**SOURCE**
start

Bob B. has tried to get the GM to groom but they say that they just can not justify the cost.
and don't get me started on their snow making..!


----------



## ERJ-145CA (Nov 14, 2008)

Starter Jackets Rule! said:


> RU a Lacytowner?
> Why HV?
> U race?



Hardyston, right off Route 94 on the other side of 23.  Hidden Valley is cheaper and I just like the vibe better, plus they seem to be better at blowing snow, MC is pretty stingy with the snowmaking.  Nope I don't race.


----------



## Starter Jackets Rule! (Nov 14, 2008)

ERJ-145CA said:


> Hardyston, right off Route 94 on the other side of 23.  Hidden Valley is cheaper and I just like the vibe better, plus they seem to be better at blowing snow, MC is pretty stingy with the snowmaking.  Nope I don't race.


Got Ya, Over by The "Y"?
 How do you like the new owners?

It is about a 15 min hike to the top of the triple from where I live.
on full moons I often treck over there and ski down #2 to the base lodge.
And go into the bar to find  a ride back up breakneck to do it again.


----------



## millerm277 (Nov 15, 2008)

Well, if Sojourn will spin this year, that will help significantly. Having ridden it two years ago...I am kind of amazed it passes inspection though.


----------



## PA Ridge Racer (Nov 15, 2008)

4aprice said:


> Can't speak for CT but in the Pocono's it can be much colder.  Camelback for example has a base elevation of approximately 1300 ft.  The summit elevation of Mountain Creek is around 1400ft.  Summit elevation at Camelback is almost 2100 ft.  I can't tell you how many times I've come down the mountain on route 80 and found the rain/snow line at Tannersville.



It's another world "up the mountain" sometimes. During the October storm, Jim Thorpe and Lehighton got rain when only right up the road there was about about 6 inches of snow.


----------



## keyser soze (Nov 16, 2008)

end

**STORED ROWS**
start

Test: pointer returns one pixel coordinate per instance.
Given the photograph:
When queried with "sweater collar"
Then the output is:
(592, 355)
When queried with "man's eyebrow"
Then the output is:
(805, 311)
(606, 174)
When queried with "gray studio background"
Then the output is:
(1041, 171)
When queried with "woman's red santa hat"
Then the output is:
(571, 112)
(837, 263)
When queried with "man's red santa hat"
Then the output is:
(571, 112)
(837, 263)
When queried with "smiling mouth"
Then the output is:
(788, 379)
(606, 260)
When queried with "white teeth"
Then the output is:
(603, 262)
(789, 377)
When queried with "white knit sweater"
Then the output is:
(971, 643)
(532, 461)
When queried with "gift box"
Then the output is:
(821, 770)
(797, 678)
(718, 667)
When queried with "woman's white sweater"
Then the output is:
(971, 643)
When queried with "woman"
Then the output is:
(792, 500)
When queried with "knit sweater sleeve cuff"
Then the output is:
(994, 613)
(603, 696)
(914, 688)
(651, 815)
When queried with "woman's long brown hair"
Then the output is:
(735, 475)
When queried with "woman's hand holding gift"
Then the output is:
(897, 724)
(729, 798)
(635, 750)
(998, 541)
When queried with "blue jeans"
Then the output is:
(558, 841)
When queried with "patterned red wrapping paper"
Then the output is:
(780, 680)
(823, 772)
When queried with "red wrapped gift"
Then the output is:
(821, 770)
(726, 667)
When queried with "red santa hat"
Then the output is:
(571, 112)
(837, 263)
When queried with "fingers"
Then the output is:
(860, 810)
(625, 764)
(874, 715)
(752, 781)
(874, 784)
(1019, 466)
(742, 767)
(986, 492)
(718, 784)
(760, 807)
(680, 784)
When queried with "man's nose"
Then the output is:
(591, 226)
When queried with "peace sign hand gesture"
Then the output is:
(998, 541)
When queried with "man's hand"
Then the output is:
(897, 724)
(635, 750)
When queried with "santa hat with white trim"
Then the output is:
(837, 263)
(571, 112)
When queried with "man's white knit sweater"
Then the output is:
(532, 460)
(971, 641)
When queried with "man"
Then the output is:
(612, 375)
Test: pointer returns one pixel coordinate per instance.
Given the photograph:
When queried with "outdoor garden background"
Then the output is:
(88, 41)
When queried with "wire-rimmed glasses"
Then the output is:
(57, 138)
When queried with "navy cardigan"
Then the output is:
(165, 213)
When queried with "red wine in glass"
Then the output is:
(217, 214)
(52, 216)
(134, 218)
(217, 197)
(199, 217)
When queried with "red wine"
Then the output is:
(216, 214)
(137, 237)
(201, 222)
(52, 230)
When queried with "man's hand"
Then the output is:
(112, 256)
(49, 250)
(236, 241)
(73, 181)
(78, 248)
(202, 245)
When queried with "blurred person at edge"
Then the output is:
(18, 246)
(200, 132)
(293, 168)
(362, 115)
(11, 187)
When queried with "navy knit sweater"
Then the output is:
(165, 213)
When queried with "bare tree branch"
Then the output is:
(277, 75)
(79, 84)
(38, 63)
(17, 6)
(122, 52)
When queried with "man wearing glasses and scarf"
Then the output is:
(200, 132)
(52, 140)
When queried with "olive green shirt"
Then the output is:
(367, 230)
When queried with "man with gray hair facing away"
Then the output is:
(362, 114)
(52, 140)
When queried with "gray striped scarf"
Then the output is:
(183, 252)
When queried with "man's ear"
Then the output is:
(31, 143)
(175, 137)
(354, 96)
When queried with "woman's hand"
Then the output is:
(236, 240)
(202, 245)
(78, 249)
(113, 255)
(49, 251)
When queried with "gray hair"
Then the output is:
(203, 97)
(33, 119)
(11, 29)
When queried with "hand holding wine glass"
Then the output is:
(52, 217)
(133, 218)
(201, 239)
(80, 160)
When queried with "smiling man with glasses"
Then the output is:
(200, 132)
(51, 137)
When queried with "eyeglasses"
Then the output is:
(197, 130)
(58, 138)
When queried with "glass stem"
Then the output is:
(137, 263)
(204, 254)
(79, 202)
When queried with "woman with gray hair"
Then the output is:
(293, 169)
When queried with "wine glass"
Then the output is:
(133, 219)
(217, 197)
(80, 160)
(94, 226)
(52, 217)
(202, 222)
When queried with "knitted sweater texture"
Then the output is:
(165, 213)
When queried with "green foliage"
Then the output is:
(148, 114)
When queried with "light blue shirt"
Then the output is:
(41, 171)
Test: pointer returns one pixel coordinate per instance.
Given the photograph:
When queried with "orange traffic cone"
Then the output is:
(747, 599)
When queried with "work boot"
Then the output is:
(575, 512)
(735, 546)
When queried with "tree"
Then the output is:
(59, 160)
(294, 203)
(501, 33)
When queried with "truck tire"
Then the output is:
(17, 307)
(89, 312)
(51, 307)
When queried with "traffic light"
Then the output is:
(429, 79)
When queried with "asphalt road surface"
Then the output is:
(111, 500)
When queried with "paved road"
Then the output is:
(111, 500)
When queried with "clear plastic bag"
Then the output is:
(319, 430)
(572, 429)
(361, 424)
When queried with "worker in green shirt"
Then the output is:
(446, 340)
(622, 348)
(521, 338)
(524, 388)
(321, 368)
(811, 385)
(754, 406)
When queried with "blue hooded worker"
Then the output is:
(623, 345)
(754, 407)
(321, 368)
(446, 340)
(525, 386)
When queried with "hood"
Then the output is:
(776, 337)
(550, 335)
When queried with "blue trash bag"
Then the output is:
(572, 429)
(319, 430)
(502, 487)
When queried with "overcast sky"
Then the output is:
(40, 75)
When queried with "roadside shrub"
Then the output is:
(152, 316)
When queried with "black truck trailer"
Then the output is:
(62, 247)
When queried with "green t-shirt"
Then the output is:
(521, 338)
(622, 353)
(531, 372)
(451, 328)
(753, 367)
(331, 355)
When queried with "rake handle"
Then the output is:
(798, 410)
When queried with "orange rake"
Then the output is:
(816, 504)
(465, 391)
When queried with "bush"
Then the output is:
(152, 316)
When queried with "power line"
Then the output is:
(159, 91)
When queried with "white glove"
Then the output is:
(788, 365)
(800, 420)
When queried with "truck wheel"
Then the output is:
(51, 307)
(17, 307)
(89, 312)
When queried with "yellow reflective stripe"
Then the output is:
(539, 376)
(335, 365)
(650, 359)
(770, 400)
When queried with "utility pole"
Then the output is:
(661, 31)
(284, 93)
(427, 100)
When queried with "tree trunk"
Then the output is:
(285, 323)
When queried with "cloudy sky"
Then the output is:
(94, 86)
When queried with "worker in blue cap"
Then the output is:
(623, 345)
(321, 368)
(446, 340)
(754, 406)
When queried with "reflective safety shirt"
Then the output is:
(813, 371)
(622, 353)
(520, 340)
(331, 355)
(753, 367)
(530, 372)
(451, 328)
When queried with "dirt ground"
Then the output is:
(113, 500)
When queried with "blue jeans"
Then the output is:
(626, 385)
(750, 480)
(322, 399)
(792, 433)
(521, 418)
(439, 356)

end

**TASKS TO CARRY OUT**
[1] Reproduce the entries again word for word, everything from their first line down to the line containing "(1041, 171)", with both of those lines included.
[2] Carry on the forum thread about local ski areas, starting after its last line.

**ANSWERS FOR THE EXERCISE**
[1]
Test: pointer returns one pixel coordinate per instance.
Given the photograph:
When queried with "sweater collar"
Then the output is:
(592, 355)
When queried with "man's eyebrow"
Then the output is:
(805, 311)
(606, 174)
When queried with "gray studio background"
Then the output is:
(1041, 171)

[2]
A bit off topic from a noob here,  I grew up skiing (skating) at VV/GG many years ago and my daughter has now joined the ski club at school.  I have offered to chaperone and will be able to ski free during their 4 trips.  However, I have gotten her a season pass as an excuse to the wife for me to take her more often.  To make a long story short, what is the best deal out there now for an adult season pass?  I would mainly be going on the weekend.  I usually like to get up to Hunter a couple of times, and I heard something about dicaounts there with a season pass at MC.  Thanx.


----------



## hardline (Nov 16, 2008)

keyser soze said:


> A bit off topic from a noob here,  I grew up skiing (skating) at VV/GG many years ago and my daughter has now joined the ski club at school.  I have offered to chaperone and will be able to ski free during their 4 trips.  However, I have gotten her a season pass as an excuse to the wife for me to take her more often.  To make a long story short, what is the best deal out there now for an adult season pass?  I would mainly be going on the weekend.  I usually like to get up to Hunter a couple of times, and I heard something about dicaounts there with a season pass at MC.  Thanx.



the MC pass is dirt cheep but it wont work for you on the weekends it pretty bad durring the day. saturday nights isn't that bad but the center of the trails get really scraped off so you stuck the 5' on either side of the trail. with the full pass you get early access to the lifts. 

there are no discounts at hunter with a MC pass but you get discounts at all of the intrawest resorts. just read the season pass fact page


----------



## Starter Jackets Rule! (Nov 16, 2008)

hoses and guns are ready for dry wet bulb temps!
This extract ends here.